From Physics Today: “Vadim Gorsky, a forgotten physics pioneer”

Physics Today bloc

Physics Today

13 Jul 2017
Olivier Hardouin Duparc, École Polytechnique in Palaiseau, France
Alexander Krajnikov, Mational Academy of Sciences of Ukraine in Kiev

The brilliant Soviet physicist was executed by Stalin’s secret police after resigning in protest over the dismissal of a prominent colleague.


Vadim Gorsky is at right in this photograph of staff at the Leningrad Physics and Technology Institute. Ivan Obreimov, who ran the lab at which Gorsky worked, is at center; George Gamow is seated next to him. Credit: Peter Kapitza Memorial Museum

Joseph Stalin’s “Great Terror” cost the lives of many innocent people, including physicists. One often overlooked victim is Vadim Sergeevich Gorsky, who in 1937 was arrested and subsequently executed by Stalin’s People’s Commissariat for Internal Affairs, or the NKVD. Gorsky was a pioneer in the field of phase transition who laid the foundation for the Gorsky-Bragg-Williams approximation. He also proposed what’s now known as the Gorsky effect to describe diffusion under stress.

LISTING

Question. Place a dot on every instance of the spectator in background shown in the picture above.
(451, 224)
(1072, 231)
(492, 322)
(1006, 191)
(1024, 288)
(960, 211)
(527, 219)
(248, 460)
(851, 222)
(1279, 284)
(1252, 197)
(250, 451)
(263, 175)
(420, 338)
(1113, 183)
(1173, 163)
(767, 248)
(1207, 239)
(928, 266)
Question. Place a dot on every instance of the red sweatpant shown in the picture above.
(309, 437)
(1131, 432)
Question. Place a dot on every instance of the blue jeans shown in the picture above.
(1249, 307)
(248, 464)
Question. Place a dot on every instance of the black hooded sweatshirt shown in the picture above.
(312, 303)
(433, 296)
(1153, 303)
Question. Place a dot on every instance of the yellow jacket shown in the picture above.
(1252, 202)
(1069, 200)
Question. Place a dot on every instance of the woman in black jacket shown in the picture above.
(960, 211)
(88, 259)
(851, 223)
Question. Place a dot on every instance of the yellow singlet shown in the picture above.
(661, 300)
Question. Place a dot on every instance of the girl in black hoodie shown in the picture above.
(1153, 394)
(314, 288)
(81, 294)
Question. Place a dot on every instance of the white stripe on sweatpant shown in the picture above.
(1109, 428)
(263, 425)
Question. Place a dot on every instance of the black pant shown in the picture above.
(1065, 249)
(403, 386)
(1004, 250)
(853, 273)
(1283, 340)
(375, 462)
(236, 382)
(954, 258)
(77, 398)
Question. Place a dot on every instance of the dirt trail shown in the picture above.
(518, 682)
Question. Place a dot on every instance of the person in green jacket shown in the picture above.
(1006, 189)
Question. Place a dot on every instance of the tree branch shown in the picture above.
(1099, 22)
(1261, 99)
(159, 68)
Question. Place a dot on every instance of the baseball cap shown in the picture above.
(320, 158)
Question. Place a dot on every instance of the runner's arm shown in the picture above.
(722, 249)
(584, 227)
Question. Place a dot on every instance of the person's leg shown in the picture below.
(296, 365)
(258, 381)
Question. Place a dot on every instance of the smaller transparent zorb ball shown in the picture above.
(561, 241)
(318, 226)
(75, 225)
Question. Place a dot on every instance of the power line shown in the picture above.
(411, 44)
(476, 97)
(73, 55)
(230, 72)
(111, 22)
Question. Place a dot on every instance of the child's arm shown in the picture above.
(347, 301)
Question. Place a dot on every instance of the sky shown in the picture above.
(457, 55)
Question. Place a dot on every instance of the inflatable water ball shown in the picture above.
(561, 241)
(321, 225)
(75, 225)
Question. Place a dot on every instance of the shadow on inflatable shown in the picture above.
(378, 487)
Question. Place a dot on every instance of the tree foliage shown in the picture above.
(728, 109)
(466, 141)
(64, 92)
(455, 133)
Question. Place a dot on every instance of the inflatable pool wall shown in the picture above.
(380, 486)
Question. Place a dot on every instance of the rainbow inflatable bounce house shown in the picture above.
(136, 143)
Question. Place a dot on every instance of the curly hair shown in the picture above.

THINGS TO DO
1. According to the Physics Today article on Vadim Gorsky, what did he propose to describe diffusion under stress?
2. Write the next part of the Physics Today article on Vadim Gorsky, picking up after its last sentence.

PER-TASK ANSWERS
1. The Gorsky effect.

2.
Gorsky (or Gorskiĭ, according to the rather arbitrary transliteration of Вадим Горский) was born on 1 May 1905 in Gatchina, 45 km south of St Petersburg, which was renamed Petrograd in 1914 and Leningrad in 1924. In 1922 Gorsky began working in a lab run by Ivan Obreimov at Petrograd’s Polytechnic Institute (later renamed the Leningrad Physics and Technology Institute). Six years later Gorsky published a paper in German on an x-ray investigation of transformations in a copper–gold alloy. It is there that the atomic mean-field analysis of order–disorder transformation in metallic alloys appeared for the first time. In the approximation, the potential energy of an individual atom is assumed to depend only on the average degree of chemical order throughout the entire system, rather than on the actual chemical configuration of its neighboring atoms. Statistical thermal analysis is then applied to estimate the evolution of the average degree of chemical order as a function of temperature. Gorsky only considered the CuAu stoichiometry with equal atomic concentration; Lawrence Bragg and Evan James Williams broadened the scope in 1934–35, and the Gorsky-Bragg-Williams approximation was born. Bragg and Williams recognized Gorsky’s 1928 paper in 1935 but claimed that “the formula he obtains is incorrect.” That statement was rebutted in 1939 by Ralph Fowler and Edward Guggenheim, who in their book Statistical Thermodynamics wrote of the “approximation of Gorsky, and of Bragg and Williams.”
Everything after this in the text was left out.